__The problem__:
Render all the rows below as a Markdown table with two columns, Number and Line, giving each line its number and leaving out blank lines and the pictures.

"""

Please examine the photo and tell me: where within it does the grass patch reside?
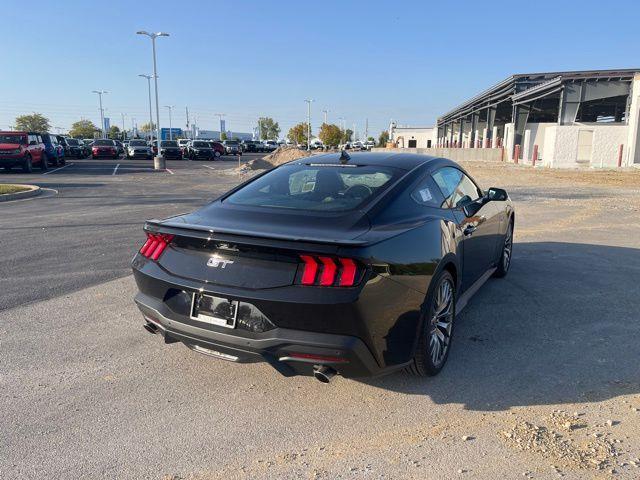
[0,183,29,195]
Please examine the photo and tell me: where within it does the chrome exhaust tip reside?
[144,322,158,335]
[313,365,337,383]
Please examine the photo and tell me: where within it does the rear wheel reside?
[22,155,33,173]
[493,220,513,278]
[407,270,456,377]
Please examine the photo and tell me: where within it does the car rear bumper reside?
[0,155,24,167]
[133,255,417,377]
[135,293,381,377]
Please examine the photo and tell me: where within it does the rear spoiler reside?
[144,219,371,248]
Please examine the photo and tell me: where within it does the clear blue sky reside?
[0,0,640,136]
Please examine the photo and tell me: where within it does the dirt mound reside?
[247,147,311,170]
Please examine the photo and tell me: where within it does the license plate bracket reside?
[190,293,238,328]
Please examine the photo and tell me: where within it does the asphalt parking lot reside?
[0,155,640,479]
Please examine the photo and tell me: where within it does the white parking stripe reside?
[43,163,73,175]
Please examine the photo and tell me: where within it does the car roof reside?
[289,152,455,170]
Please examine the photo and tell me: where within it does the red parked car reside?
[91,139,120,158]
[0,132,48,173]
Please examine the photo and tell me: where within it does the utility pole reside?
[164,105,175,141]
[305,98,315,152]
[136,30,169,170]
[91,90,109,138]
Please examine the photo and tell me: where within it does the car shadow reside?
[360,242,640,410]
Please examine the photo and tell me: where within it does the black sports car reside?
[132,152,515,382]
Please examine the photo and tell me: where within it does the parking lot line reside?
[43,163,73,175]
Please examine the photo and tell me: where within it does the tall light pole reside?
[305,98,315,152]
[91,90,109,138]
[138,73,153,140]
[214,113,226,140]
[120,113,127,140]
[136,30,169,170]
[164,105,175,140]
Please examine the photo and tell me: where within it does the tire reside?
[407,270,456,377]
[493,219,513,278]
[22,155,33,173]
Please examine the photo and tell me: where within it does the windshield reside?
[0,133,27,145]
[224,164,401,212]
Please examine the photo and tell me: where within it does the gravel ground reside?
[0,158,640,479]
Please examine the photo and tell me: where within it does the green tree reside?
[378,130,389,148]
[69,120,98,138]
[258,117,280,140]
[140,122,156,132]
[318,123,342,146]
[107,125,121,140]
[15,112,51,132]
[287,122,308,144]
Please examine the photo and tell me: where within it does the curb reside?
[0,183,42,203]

"""

__Task output__:
| Number | Line |
|---|---|
| 1 | Please examine the photo and tell me: where within it does the grass patch reside? |
| 2 | [0,183,29,195] |
| 3 | Please examine the photo and tell me: where within it does the chrome exhaust tip reside? |
| 4 | [144,322,158,335] |
| 5 | [313,365,337,383] |
| 6 | Please examine the photo and tell me: where within it does the rear wheel reside? |
| 7 | [22,155,33,173] |
| 8 | [493,220,513,278] |
| 9 | [407,270,456,377] |
| 10 | Please examine the photo and tell me: where within it does the car rear bumper reside? |
| 11 | [0,155,24,167] |
| 12 | [133,255,417,377] |
| 13 | [135,293,381,377] |
| 14 | Please examine the photo and tell me: where within it does the rear spoiler reside? |
| 15 | [144,219,371,248] |
| 16 | Please examine the photo and tell me: where within it does the clear blue sky reside? |
| 17 | [0,0,640,136] |
| 18 | Please examine the photo and tell me: where within it does the dirt mound reside? |
| 19 | [247,147,311,170] |
| 20 | Please examine the photo and tell me: where within it does the license plate bracket reside? |
| 21 | [190,293,238,328] |
| 22 | Please examine the photo and tell me: where within it does the asphalt parking lot reside? |
| 23 | [0,155,640,479] |
| 24 | Please examine the photo and tell me: where within it does the white parking stripe reside? |
| 25 | [43,163,73,175] |
| 26 | Please examine the photo and tell me: where within it does the car roof reside? |
| 27 | [289,152,455,170] |
| 28 | Please examine the photo and tell me: where within it does the red parked car reside? |
| 29 | [91,139,120,158] |
| 30 | [0,132,48,173] |
| 31 | Please examine the photo and tell me: where within it does the utility pole reside? |
| 32 | [164,105,175,141] |
| 33 | [305,98,315,152] |
| 34 | [136,30,169,170] |
| 35 | [91,90,109,138] |
| 36 | Please examine the photo and tell me: where within it does the car shadow reside? |
| 37 | [360,242,640,410] |
| 38 | Please examine the photo and tell me: where within it does the black sports car reside? |
| 39 | [132,152,515,382] |
| 40 | Please examine the photo and tell me: where within it does the parking lot line reside? |
| 41 | [43,163,73,175] |
| 42 | Please examine the photo and tell me: where within it does the tall light pole reside? |
| 43 | [305,98,315,152] |
| 44 | [91,90,109,138] |
| 45 | [138,73,153,140] |
| 46 | [214,113,226,140] |
| 47 | [120,113,127,140] |
| 48 | [136,30,169,170] |
| 49 | [164,105,175,140] |
| 50 | Please examine the photo and tell me: where within it does the tire reside? |
| 51 | [407,270,456,377] |
| 52 | [493,219,513,278] |
| 53 | [22,155,33,173] |
| 54 | Please examine the photo and tell me: where within it does the windshield reside? |
| 55 | [0,133,27,145] |
| 56 | [224,164,401,212] |
| 57 | Please examine the photo and tell me: where within it does the gravel ground reside? |
| 58 | [0,158,640,479] |
| 59 | Please examine the photo and tell me: where within it does the green tree reside? |
| 60 | [378,130,389,148] |
| 61 | [69,120,98,138] |
| 62 | [258,117,280,140] |
| 63 | [140,122,156,132] |
| 64 | [318,123,342,146] |
| 65 | [107,125,121,140] |
| 66 | [15,112,51,132] |
| 67 | [287,122,308,144] |
| 68 | Please examine the photo and tell me: where within it does the curb reside? |
| 69 | [0,183,42,203] |